### EXTRACT
=-=-=-=-=

Today’s average cost of cyber cover is more than double what it was last year, however
Higher loss frequency and severity from ransomware have caused such an extreme supply-demand imbalance in the cyber insurance market that today’s average cost of cover is more than double what it was last year.
Publicly available data help to explain why this is the case, with the annualised number of global ransomware incidents up 235% in 2021 compared to 2019 and average US ransom payments rising by 370% over the same timeframe.
Having hit a peak in the second quarter of 2021, there was a moderation in the number of ransomware incidents towards the end of the year, with this trend continuing into early 2022.
Shay Simkin, Global Head of Cyber, Howden, commented: “Market conditions remain difficult, but two potential tailwinds may help companies and insurance carriers as this year progresses.
“The first is off the back of more favourable ransomware trends following underwriting and risk management actions taken in response to increased ransomware frequency and severity. Companies are more resilient to ransomware attacks today than they were this time last year.
“The second, the war in Ukraine, is a lot more unpredictable, but it appears the conflict has so far dampened cyber frequency further as both warring sides focus their efforts on conventional warfare.
“This could of course change in an instant – for example, a ceasefire, a large-scale cyber attack, pressure on Russia’s government to find new revenue streams as economic sanctions bite – but for now insurance claims are down compared to last year. All of which raise important questions around the prioritisation and efficacy of cyber operations during wartime.”

=-=-=-=-=

### LISTING
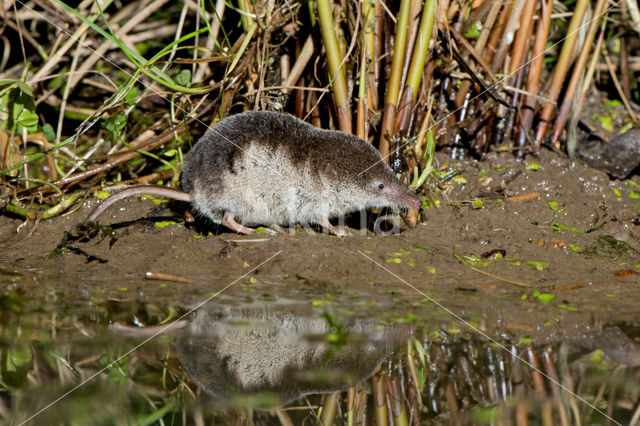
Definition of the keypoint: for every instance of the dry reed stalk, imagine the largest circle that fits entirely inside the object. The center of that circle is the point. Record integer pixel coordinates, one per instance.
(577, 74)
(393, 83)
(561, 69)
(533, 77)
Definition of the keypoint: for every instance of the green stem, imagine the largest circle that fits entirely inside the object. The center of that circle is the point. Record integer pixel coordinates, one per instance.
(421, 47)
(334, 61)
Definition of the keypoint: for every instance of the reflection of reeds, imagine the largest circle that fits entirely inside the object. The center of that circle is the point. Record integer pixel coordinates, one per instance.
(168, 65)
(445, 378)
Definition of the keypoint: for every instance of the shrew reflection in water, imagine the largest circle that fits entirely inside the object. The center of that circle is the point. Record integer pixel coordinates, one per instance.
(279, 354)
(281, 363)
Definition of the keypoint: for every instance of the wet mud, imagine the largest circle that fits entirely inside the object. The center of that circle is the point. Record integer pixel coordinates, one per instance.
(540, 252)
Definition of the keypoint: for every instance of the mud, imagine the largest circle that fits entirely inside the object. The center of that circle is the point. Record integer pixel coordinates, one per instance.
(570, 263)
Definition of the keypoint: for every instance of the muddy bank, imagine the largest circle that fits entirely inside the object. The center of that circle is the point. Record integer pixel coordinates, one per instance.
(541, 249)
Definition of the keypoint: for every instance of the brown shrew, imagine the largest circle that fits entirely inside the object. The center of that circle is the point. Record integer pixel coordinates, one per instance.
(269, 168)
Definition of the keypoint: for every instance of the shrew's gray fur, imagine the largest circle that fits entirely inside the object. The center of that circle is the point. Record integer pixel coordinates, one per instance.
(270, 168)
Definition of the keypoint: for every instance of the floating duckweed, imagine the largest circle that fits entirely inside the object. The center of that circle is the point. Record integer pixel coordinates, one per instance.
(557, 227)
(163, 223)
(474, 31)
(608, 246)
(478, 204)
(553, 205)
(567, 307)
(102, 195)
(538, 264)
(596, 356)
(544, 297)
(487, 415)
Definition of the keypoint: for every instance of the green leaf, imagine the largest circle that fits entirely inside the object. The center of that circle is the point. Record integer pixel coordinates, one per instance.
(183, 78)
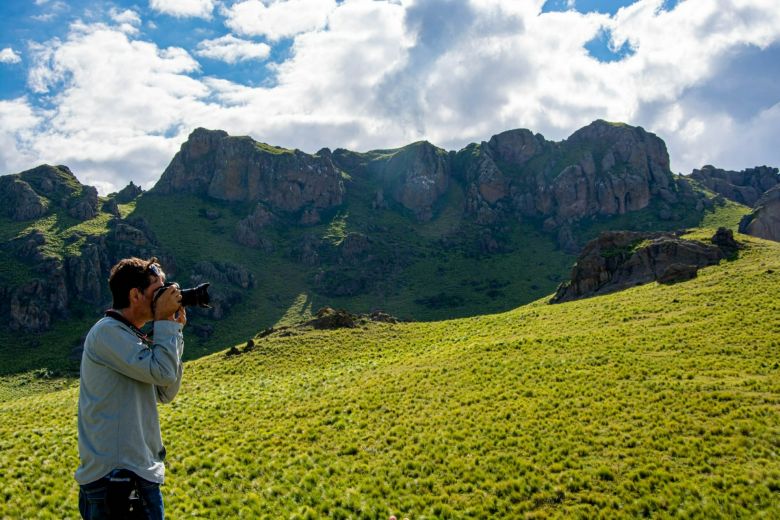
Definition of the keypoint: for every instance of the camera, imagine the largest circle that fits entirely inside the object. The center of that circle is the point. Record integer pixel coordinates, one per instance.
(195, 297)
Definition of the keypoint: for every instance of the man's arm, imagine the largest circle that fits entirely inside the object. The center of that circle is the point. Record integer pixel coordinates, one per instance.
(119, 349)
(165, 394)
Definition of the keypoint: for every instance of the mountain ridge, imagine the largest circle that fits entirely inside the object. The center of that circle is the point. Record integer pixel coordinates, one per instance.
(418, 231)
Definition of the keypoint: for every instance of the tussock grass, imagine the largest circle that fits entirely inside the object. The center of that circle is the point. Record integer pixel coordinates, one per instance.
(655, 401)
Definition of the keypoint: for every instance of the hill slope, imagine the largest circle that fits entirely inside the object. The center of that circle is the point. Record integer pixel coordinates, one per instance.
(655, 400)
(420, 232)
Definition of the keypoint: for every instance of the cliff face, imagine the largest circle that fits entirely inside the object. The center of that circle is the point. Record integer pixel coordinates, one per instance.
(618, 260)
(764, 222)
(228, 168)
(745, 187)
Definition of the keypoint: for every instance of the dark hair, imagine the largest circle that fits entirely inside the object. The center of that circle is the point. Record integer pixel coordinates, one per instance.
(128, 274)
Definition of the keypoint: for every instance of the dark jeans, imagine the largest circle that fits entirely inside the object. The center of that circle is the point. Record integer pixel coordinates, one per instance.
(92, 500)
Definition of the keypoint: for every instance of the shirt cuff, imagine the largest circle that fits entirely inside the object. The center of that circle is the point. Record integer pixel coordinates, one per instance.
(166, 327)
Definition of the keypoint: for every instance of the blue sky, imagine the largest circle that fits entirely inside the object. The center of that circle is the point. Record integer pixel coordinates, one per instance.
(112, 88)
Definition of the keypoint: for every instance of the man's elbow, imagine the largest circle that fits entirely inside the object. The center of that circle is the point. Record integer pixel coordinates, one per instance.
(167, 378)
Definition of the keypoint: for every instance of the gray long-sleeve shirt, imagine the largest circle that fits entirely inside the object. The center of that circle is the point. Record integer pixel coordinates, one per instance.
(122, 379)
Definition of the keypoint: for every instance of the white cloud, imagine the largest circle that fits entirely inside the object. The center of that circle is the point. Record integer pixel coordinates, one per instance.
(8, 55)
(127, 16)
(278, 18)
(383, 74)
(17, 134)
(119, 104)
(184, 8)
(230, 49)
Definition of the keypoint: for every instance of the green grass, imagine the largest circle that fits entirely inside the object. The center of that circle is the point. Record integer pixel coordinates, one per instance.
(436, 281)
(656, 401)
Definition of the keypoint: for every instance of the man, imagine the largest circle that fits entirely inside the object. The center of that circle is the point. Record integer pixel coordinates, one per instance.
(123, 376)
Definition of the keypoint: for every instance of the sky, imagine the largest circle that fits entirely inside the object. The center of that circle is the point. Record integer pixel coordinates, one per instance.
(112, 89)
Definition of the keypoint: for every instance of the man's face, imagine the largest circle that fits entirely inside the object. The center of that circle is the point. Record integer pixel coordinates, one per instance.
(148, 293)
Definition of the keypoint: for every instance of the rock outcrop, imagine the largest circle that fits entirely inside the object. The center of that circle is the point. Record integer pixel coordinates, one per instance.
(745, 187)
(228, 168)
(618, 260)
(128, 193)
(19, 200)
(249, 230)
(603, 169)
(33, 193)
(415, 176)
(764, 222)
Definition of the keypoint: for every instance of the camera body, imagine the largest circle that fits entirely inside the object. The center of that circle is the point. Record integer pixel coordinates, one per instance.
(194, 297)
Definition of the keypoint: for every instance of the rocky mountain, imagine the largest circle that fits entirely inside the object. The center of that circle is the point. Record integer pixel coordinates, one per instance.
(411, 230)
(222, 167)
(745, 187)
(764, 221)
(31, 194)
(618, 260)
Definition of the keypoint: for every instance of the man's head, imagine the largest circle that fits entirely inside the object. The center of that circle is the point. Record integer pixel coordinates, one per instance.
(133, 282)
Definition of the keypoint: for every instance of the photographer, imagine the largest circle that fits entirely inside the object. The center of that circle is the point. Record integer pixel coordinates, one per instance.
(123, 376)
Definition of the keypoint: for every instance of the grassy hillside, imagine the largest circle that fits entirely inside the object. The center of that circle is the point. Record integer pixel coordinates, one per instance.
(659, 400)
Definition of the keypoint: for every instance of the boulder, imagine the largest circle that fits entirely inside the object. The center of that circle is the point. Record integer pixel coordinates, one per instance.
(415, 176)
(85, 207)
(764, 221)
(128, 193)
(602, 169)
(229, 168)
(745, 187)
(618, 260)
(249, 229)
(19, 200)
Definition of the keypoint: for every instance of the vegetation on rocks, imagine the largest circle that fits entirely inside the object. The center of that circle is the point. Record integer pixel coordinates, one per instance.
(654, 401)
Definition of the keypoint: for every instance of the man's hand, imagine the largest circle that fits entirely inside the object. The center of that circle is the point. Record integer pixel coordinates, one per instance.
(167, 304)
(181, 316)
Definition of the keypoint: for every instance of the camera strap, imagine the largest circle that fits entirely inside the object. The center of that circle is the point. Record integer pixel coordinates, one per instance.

=-=-=-=-=

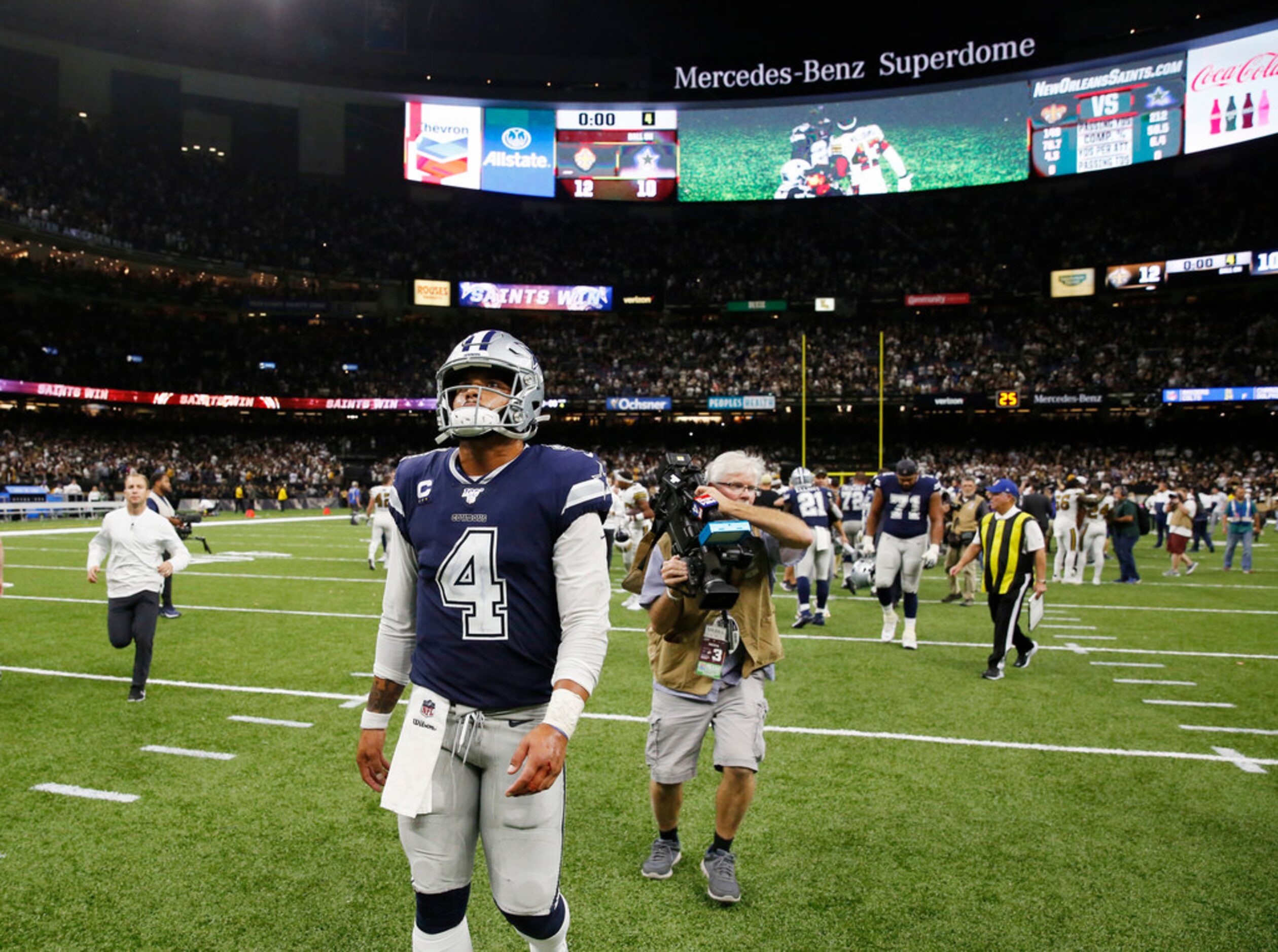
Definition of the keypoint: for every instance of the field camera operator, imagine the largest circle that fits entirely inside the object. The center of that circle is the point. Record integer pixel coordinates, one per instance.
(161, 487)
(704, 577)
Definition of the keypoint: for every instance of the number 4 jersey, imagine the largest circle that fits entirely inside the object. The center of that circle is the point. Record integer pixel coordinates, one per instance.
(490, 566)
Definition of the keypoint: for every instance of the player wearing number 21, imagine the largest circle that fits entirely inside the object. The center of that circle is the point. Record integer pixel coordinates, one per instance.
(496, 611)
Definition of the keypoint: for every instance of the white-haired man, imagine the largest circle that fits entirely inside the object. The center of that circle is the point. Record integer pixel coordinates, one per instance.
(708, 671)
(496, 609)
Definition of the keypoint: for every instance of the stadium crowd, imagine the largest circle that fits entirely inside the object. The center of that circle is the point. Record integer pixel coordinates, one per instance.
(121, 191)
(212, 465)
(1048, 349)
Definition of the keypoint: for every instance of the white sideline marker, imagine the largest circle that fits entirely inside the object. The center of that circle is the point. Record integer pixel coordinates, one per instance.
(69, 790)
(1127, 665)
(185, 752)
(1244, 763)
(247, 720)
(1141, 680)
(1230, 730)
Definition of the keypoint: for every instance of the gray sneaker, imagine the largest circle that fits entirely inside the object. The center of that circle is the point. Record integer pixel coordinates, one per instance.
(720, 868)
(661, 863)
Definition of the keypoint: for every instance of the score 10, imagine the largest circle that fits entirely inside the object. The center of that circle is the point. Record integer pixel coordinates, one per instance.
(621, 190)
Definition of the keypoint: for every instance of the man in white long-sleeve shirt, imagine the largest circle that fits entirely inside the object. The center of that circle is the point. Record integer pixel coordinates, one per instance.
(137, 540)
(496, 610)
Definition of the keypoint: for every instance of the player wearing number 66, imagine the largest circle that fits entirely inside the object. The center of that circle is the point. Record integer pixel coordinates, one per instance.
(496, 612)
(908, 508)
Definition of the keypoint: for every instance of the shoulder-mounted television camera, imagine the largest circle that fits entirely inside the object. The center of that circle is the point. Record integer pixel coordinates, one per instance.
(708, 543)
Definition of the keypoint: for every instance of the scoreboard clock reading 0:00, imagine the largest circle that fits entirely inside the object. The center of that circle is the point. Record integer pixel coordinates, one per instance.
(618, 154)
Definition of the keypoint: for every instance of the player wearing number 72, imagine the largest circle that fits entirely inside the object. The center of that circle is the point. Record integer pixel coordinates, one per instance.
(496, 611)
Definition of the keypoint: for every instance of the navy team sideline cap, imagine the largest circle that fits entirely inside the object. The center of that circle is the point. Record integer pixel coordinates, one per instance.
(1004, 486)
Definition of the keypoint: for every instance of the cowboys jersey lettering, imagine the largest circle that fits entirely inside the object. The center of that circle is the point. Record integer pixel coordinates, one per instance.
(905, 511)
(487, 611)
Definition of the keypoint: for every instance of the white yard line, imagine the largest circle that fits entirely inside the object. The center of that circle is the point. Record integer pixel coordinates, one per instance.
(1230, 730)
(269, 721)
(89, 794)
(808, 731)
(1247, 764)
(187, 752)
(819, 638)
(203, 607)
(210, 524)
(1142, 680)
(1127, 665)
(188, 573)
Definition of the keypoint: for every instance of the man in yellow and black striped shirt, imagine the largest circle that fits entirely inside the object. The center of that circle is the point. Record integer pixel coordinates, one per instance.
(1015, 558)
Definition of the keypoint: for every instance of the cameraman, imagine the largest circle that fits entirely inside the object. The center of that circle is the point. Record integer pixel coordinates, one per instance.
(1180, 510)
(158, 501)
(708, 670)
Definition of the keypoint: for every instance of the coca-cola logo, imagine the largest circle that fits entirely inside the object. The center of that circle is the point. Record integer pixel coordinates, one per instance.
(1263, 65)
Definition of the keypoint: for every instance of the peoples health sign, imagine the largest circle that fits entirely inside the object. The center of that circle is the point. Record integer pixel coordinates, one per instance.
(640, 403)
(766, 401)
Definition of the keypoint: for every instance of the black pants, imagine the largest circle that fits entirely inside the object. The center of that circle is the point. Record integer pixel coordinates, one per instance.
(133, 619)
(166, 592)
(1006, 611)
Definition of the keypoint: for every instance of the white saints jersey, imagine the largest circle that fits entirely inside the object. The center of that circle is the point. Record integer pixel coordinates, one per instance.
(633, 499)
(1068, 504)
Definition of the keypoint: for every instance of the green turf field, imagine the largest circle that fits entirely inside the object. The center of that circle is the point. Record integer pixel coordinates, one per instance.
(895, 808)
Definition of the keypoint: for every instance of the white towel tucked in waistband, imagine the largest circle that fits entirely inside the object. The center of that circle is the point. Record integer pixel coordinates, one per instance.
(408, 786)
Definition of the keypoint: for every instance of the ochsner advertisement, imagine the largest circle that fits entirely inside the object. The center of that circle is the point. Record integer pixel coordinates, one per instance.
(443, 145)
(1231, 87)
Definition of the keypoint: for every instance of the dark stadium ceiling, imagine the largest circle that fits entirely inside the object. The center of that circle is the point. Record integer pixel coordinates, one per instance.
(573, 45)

=-=-=-=-=

### YOUR TASKS
1. Answer these questions from the cyber insurance text:
(a) By what percentage did the annualized number of global ransomware incidents rise in 2021 compared to 2019?
(b) In which quarter of 2021 did ransomware incidents peak?
(c) What is Shay Simkin's title at Howden?
2. Does each statement agree with the cyber insurance text? Answer yes or no and quote the deciding words.
(a) Average US ransom payments rose by 370% from 2019 to 2021.
(b) The number of ransomware incidents kept climbing through the end of 2021.
(c) Insurance claims are currently higher than they were last year.
3. Repeat the cyber insurance text word for word, from "Today’s average cost of cyber" down to "into early 2022.".

### PER-TASK ANSWERS
1.
(a) 235%
(b) The second quarter
(c) Global Head of Cyber

2.
(a) Yes: "average US ransom payments rising by 370% over the same timeframe"
(b) No: "there was a moderation in the number of ransomware incidents towards the end of the year"
(c) No: "for now insurance claims are down compared to last year"

3.
Today’s average cost of cyber cover is more than double what it was last year, however
Higher loss frequency and severity from ransomware have caused such an extreme supply-demand imbalance in the cyber insurance market that today’s average cost of cover is more than double what it was last year.
Publicly available data help to explain why this is the case, with the annualised number of global ransomware incidents up 235% in 2021 compared to 2019 and average US ransom payments rising by 370% over the same timeframe.
Having hit a peak in the second quarter of 2021, there was a moderation in the number of ransomware incidents towards the end of the year, with this trend continuing into early 2022.